── DATA SHOWN

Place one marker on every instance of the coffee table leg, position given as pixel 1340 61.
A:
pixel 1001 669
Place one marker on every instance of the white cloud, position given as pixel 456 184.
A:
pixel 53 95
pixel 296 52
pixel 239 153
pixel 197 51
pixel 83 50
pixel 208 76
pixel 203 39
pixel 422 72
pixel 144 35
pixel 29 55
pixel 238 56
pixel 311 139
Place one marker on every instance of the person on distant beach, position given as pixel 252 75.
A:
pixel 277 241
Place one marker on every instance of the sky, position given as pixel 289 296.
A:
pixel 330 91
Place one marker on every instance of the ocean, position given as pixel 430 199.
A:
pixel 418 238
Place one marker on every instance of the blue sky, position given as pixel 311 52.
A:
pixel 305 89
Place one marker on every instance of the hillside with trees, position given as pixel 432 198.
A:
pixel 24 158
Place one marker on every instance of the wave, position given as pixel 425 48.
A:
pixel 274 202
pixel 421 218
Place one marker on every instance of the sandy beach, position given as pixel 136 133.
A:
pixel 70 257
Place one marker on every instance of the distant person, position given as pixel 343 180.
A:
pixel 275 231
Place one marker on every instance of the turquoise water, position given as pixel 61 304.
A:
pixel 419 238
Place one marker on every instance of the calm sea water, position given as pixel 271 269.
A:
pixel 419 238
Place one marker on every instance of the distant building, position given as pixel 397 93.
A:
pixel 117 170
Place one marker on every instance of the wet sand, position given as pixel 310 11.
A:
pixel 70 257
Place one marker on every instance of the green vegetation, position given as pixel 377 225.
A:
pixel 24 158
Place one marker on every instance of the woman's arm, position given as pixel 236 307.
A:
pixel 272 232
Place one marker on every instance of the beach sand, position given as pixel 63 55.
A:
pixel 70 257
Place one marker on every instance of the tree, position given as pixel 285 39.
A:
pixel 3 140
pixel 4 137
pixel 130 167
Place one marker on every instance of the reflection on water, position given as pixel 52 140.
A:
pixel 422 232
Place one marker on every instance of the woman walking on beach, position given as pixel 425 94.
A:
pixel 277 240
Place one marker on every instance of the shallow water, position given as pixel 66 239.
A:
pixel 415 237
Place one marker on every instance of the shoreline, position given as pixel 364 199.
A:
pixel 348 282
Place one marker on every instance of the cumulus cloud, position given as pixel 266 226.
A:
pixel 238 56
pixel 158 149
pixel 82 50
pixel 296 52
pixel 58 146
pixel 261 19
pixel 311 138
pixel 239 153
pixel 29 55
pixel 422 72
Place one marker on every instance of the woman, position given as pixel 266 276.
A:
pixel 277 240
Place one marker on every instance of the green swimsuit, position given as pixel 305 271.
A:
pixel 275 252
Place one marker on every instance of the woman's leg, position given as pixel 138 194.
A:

────

*EXERCISE OBJECTIVE*
Reproduce the lines unchanged, beginning with the line that contains "Place one marker on every instance of the woman's arm, position" and stopping after the line that contains "pixel 275 252".

*EXERCISE ANSWER*
Place one marker on every instance of the woman's arm, position given as pixel 236 307.
A:
pixel 272 232
Place one marker on every instance of the beach sand, position given as pixel 63 55.
A:
pixel 70 257
Place one marker on every instance of the tree, position given as pixel 285 39.
A:
pixel 3 140
pixel 4 137
pixel 130 167
Place one marker on every instance of the reflection on water, position given as pixel 52 140.
A:
pixel 422 232
Place one marker on every instance of the woman walking on beach, position given as pixel 425 94.
A:
pixel 277 240
Place one marker on every instance of the shallow water, position given as pixel 66 239.
A:
pixel 415 237
Place one marker on every instance of the shoreline, position given as pixel 364 199.
A:
pixel 348 282
Place one marker on every instance of the cumulus cloud, position given as pixel 266 226.
A:
pixel 238 56
pixel 158 149
pixel 82 50
pixel 296 52
pixel 58 146
pixel 261 19
pixel 311 138
pixel 239 153
pixel 29 55
pixel 422 72
Place one marker on every instance of the woman, position given as pixel 266 276.
A:
pixel 277 240
Place one marker on every instance of the green swimsuit, position given as pixel 305 271.
A:
pixel 275 252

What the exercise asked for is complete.